# Extracted text start
The propriety of the plaintiff’s attempt to incorporate into his complaint the written agreement by reference and attachment was not questioned by the defendant’s demurrer. Under our Practice Act, the function of' a demurrer is to test the sufficiency of a pleading in matters of substance only. Coburn v. Village of Swanton, 95 Vt 320, 324, 115 A 153; Curtis Funeral Home, Inc. v. Smith Lumber Co., 114 Vt 150, 153, 40 A2d 531. In Newport Savings Bank v. Manley, 114 Vt 347, 348, 45 A2d 199, an answer that pleaded the law of New Hampshire by reference to two cited cases and to a particular section of the statutory law of that State, was held to be a defect in form only and not of substance. The method adopted by the plaintiff to bring before the court the contract relied on is a matter of form, and was within the discretionary control of the trial court when properly brought to its attention. Curtis Funeral Home, Inc. v. Smith Lumber Co., supra, at 153; Newport Savings Bank v. Manley, supra, 348. It should be noted that the cases relied upon by the defendant to the effect that the complaint is unaided by the agreement referred to and attached to the complaint antedated the *116 enactment of No. 90 of the Acts of 1915, referred to as the Practice Act. See Saxe v. City of Burlington, [1898] 70 Vt 449, 452, 41 A 438; Dickerman v. Vt. Mutual Insurance Co., [1894] 67 Vt 99, 100, 30 A 808, and Estes v. Whipple, [1840] 12 Vt 373, 376.

Inclusion of the exhibit as a part of the pleading does not appear to work any hardship on this defendant. Reference to the writing, coupled with its annexation to the complaint, brings the context of the agreement before the court as effectively as a recopy of the document verbatim, into the body of the complaint itself. Recognition was afforded to this method of pleading in Chittenden County Trust Co. v. Wain, 117 Vt 219, 222, 89 A2d 120, although the precise point was not raised. The rule permitting such method of pleading is accepted, with varying limitations, in numerous other jurisdictions. See 71 CJS, Pleading, §375, page 787; 41 Am Jur, Pleading, §§55 and 56, page 787. And even by rigid rules of common law pleading, a writing became a part of a declaration by profert and oyer, to be considered on demurrer. Story v. Kimball, 6 Vt 541, 544; Morrill’s Admx. v. Catholic Foresters, 79 Vt 479, 486, 65 A 526. The written agreement of the defendant with Downey Chevrolet, Inc. and Taylor, exhibited with the complaint, is to be considered in determining the sufficiency of the plaintiff’s pleading.
# Extracted text end
Work to do:
A. Under the Practice Act, as the court opinion on pleading describes it, what is the function of a demurrer?
B. Extend the court opinion on pleading, picking up right after its final sentence.
# Dataset content start
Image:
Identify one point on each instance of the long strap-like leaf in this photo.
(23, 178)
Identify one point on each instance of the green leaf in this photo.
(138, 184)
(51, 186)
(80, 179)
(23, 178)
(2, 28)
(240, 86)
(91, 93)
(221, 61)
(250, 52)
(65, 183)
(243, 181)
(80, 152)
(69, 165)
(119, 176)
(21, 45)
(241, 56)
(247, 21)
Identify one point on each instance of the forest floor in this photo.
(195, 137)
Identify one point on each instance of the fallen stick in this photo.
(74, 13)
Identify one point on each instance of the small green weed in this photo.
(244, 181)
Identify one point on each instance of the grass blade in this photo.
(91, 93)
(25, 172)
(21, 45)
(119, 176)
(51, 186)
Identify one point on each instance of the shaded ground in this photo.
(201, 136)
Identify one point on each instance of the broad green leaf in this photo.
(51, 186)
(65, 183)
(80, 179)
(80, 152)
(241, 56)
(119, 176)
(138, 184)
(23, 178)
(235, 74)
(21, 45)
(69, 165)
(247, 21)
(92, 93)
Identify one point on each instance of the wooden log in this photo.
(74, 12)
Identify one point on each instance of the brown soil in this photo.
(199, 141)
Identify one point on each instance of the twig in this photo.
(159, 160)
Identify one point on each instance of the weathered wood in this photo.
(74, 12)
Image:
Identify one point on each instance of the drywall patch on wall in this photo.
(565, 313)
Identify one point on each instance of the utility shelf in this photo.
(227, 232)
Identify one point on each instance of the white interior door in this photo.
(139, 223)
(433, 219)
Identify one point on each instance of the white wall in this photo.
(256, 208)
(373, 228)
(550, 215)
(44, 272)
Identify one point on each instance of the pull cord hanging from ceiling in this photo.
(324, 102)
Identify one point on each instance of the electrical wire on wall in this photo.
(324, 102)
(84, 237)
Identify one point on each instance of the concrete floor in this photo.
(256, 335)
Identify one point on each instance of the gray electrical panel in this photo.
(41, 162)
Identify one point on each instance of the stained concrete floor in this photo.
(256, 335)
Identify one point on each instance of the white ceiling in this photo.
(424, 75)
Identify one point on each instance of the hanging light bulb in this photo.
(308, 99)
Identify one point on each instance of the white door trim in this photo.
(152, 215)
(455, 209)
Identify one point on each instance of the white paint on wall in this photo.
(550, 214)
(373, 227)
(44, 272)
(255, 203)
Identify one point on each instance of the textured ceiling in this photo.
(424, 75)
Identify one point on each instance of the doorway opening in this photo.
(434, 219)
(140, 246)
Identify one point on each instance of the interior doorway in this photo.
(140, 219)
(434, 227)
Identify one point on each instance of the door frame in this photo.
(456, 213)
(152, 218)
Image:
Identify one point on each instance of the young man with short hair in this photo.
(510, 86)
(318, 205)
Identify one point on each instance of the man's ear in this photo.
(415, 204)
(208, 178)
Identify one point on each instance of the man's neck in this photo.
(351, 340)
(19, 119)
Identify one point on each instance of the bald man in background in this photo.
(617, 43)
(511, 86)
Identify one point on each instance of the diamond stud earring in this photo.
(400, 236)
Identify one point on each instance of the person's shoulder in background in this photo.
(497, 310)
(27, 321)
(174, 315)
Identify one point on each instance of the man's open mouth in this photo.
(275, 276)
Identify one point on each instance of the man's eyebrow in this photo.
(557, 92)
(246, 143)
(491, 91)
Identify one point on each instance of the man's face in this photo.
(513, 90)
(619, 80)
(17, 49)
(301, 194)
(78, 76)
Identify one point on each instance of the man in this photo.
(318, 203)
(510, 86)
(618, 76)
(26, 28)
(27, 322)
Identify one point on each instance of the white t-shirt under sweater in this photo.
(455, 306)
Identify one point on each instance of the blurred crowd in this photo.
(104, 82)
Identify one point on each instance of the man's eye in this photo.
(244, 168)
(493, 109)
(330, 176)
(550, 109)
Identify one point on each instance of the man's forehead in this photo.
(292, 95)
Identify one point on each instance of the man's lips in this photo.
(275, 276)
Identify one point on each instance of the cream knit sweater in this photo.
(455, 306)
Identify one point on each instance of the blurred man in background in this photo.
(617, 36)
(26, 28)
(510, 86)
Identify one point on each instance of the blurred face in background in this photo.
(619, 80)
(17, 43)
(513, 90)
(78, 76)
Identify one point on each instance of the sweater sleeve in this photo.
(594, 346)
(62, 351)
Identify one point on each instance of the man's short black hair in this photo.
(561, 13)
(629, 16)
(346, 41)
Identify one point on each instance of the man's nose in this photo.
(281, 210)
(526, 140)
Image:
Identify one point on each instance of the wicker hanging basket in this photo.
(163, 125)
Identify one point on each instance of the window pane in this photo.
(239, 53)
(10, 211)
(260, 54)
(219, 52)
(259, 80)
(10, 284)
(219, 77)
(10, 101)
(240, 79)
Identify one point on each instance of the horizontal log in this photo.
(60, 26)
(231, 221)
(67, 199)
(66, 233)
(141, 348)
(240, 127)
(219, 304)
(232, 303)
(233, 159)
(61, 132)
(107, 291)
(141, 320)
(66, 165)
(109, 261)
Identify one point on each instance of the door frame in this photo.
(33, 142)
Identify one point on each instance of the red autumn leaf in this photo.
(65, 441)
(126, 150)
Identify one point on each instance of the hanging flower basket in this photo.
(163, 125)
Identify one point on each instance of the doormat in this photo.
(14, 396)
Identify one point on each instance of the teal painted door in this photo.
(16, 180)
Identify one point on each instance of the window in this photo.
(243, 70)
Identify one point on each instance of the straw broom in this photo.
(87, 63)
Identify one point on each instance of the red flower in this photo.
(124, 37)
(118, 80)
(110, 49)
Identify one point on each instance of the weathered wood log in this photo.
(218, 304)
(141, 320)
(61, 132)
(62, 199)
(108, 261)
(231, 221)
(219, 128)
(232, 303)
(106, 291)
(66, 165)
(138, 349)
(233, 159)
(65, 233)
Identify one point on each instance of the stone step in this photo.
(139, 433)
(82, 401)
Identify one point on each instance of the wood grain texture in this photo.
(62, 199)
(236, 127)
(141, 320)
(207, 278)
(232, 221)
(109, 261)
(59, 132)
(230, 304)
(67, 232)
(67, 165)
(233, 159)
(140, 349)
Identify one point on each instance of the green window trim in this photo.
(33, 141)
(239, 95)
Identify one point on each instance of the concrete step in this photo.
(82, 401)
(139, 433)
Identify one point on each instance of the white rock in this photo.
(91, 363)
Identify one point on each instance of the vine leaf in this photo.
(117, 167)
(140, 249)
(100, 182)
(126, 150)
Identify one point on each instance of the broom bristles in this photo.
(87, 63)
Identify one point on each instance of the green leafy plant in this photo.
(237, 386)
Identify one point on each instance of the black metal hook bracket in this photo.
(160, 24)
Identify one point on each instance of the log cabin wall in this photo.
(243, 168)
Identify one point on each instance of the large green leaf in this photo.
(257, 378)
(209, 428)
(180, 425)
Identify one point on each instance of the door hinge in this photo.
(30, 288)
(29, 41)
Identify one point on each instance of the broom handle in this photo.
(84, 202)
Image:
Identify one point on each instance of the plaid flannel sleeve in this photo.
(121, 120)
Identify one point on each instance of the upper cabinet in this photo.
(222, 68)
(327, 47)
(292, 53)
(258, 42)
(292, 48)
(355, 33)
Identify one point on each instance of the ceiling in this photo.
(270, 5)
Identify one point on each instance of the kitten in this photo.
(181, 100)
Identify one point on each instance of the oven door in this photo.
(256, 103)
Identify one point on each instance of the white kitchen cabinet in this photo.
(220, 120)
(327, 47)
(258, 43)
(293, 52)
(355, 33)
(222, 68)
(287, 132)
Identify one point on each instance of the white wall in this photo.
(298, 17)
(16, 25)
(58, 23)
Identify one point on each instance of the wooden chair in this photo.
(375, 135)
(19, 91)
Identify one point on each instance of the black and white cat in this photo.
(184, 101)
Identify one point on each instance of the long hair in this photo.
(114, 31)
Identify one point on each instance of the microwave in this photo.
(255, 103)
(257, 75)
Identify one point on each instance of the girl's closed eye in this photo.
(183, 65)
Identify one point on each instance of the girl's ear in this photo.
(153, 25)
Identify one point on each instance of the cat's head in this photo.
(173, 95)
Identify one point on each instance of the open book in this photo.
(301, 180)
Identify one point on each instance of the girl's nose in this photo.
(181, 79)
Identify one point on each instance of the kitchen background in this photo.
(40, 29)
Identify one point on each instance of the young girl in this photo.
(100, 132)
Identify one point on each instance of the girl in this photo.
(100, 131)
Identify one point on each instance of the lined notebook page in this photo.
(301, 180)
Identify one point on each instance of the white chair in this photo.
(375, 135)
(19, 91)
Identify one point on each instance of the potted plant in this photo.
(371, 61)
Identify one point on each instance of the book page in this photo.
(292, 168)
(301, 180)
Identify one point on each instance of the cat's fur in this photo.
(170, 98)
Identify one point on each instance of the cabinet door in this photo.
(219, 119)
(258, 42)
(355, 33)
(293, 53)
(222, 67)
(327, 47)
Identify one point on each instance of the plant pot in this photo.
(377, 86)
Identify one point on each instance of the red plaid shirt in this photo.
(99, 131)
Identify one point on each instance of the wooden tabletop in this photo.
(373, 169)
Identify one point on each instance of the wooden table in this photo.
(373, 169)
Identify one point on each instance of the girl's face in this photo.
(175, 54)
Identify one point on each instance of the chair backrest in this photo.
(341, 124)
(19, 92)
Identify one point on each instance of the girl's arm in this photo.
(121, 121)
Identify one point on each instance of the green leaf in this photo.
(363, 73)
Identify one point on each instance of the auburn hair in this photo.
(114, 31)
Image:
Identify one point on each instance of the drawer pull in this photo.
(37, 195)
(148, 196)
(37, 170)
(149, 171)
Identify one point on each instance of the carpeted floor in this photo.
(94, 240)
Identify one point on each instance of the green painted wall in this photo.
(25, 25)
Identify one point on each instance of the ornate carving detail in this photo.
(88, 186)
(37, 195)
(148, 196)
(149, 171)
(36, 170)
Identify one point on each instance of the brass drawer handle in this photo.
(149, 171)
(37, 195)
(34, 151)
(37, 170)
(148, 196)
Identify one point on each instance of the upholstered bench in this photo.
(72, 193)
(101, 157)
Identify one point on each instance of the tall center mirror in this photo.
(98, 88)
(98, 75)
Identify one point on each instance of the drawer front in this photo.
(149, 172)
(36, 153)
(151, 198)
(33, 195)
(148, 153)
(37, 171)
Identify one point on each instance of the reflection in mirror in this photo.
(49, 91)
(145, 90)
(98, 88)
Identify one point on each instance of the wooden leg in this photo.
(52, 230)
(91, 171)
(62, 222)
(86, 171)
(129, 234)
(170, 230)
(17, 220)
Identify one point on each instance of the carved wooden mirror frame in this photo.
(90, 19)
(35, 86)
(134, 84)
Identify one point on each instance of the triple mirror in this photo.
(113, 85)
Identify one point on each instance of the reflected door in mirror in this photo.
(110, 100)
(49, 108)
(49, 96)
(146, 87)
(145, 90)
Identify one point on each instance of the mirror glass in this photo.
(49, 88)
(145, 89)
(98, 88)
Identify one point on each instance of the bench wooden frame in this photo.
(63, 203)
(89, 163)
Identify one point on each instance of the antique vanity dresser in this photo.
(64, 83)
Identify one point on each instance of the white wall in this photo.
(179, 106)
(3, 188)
# Dataset content end
Written answers:
A. It tests the sufficiency of a pleading in matters of substance only.

B.
Such practice does not encroach on the established rule that specifications form no part of a declaration in general assumpsit as stated in Butler v. Milton Co-op. Dairy Corp., 112 Vt 517, 518, 28 A2d 395; Fuller v. Morrison, 106 Vt 17, 19, 169 A 7. By paragraph 8 of Rule 11 of the Rules of County Court, a declaration in common counts constitutes a sufficient complaint and, standing alone, states a cause of action. Specifications are the creature of the corut. NY Central Railroad v. Clark, 92 Vt 375, 377, 104 A 343. They are required by County Court Rule 17 to complement the general statement of a cause of action, to circumscribe the recovery sought on a broad and unrefined pleading in contract. See Fuller v. Morrison, supra, at page 20. The courts require their filing in limited actions of general assumpsit and account, in fair *117 ness to the defendant, to prevent surprise and to insure that he will be informed of the nature of the obligation declared upon that he may be prepared to meet it at the trial.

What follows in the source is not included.